(Beginning of DOCUMENT SEGMENT)
Indeed even to the casual observer of the Indian education scene, it should be quite obvious that with the help of expert legal advice and the (wrongly) celebrated Indian entrepreneurs’ penchant for the jugaad (can-do, any which way) style of management, privately-promoted pre-schools, K-12 schools and colleges of professional education are prospering and multiplying. It’s hardly a secret that profits can be — and are — earned by enterprising edupreneurs through the simple expedient of establishing insti-tution management companies which provide a plethora of services to K-12 schools (and other not-for-profit education institutions) levying fees for each service — estate and infrast-ructure management, teacher recruit-ment, purchasing, marketing etc.  Through this perfectly legal expedient, education management companies earn handsome surpluses which are deployed to promote greenfield institutions and build school and college chains.

Clearly the public tacitly approves the growth and multiplication of private schools. Despite private schools constituting a mere 23 percent of the country’s 1.28 million primary-secondaries (and their number could be much less because government statistics list primaries, secondary and higher secondaries within composite schools separately), they educate over 40 percent (90 million) of the country’s in-school children. And according to several studies, as many as 20 percent of rural in-school students are enroled in private schools.

The view that an across-the-board investment boom in Indian education is imminent and inevitable is also shared  by Sandeep Aneja, an alumnus of Stanford Business School and currently managing director of Mumbai-based  Kaizen Private Equity, a division of the Kaizen Management Advisors Pvt. Ltd. “As huge as the demand-supply gap is the quality gap in school education. This reality has opened up a great opportunity in the schools accredit-ation and quality improvement businesses. The dominant need of K-12 institutions is new user-friendly technologies, improved curriculums, vocational education inputs and teacher training and development services. In particular there are great opportunities for promotion of private teacher training colleges and creating new career paths and structures for teachers, so that the   country’s best and most idealistic graduates  are attracted to the teaching profession. All this is possible within the framework of reasonable, Gandhian profits. But liberalisation and dereg-ulation of K-12 education is a necessary pre-condition of quality-conscious firms entering Indian education. I am confident that the judiciary will take note of the ground realities of Indian education and decree liberalisation,” says Aneja.

Quite clearly after decades of neglect and muddling through, Indian school and higher education is on the threshold of a renaissance. Suddenly there is intense awareness that the country’s 1.28 million K-12 schools and 31,000 colleges are not parking lots to keep children and youth out of trouble and mischief, but development institutions which should deliver real, measurable learning outcomes to prepare students for higher education and the shop-floors of Indian industry. Simultaneously there’s a chilling new awareness within Indian society that in the rapidly crystallising globalised world, generation next will have to compete for jobs and markets with their counterparts in the US, China and European nations which accord highest priority to development of human capital through continuously improving education systems and processes.

Against this challenging backdrop, there are great expectations that their lordships of the Supreme Court hearing counsels’ arguments in the landmark Society for Private Unaided Schools of Rajasthan Case, will take judicial notice of clearly expressed public preference for private education — increasingly available at all price points — and decree the liberalisation and deregulation of Indian education and K-12 education, in particular. With the licence-permit-quota regimen having demonstrably failed  Indian education as it failed Indian industry until the historic liberalisation initiative of July 1991, the public interest demands this beneficial initiative is replicated in Indian education.
(End of DOCUMENT SEGMENT)
§ **WHAT THIS EXERCISE ASKS**:
**a)** Answer these questions from the passage on private education in India:
(i) What percentage of the country's 1.28 million primary-secondaries do private schools make up?
(ii) Kaizen Private Equity is a division of which firm?
(iii) How many colleges does the country have?
**b)** Retype the passage on private education in India from "Against this challenging" to "in Indian education.".
The records after this passage are separate material and have nothing to do with it.
(Beginning of RECORDED DATA)
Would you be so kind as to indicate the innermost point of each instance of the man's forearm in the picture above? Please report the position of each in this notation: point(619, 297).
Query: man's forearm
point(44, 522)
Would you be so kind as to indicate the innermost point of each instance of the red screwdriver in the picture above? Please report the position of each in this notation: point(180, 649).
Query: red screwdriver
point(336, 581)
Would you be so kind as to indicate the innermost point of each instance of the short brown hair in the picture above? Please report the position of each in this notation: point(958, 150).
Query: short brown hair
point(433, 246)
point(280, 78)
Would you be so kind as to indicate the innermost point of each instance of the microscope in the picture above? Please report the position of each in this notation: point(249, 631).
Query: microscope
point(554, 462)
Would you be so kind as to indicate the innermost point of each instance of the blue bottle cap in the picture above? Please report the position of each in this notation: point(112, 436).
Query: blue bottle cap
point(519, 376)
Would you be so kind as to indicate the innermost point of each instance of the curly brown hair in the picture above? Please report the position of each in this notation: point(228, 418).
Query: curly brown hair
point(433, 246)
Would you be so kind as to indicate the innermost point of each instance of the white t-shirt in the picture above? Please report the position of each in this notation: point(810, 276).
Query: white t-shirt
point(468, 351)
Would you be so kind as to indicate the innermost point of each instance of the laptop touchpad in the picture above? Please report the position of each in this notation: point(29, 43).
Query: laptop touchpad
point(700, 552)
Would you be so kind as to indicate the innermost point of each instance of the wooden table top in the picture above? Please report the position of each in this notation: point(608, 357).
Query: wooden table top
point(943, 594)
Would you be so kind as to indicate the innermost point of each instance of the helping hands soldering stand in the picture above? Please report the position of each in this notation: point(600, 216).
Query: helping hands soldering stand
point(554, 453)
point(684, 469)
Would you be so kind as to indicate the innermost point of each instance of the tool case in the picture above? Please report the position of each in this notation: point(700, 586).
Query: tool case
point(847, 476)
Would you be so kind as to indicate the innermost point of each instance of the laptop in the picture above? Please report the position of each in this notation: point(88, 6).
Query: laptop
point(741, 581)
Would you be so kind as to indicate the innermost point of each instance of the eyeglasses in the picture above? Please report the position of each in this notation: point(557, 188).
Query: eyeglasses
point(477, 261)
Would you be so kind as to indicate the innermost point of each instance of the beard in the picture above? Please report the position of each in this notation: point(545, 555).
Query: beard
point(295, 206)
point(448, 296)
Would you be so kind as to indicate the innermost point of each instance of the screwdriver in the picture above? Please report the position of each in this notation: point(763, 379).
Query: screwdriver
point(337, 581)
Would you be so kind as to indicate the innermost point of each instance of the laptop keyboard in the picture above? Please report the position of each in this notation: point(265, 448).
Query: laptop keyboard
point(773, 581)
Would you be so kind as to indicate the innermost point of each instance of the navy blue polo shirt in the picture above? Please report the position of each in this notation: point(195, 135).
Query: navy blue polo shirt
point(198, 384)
(End of RECORDED DATA)
§ **ANSWERS BY TASK**:
**a)**
(i) 23 percent
(ii) Kaizen Management Advisors Pvt. Ltd.
(iii) 31,000

**b)**
Against this challenging backdrop, there are great expectations that their lordships of the Supreme Court hearing counsels’ arguments in the landmark Society for Private Unaided Schools of Rajasthan Case, will take judicial notice of clearly expressed public preference for private education — increasingly available at all price points — and decree the liberalisation and deregulation of Indian education and K-12 education, in particular. With the licence-permit-quota regimen having demonstrably failed  Indian education as it failed Indian industry until the historic liberalisation initiative of July 1991, the public interest demands this beneficial initiative is replicated in Indian education.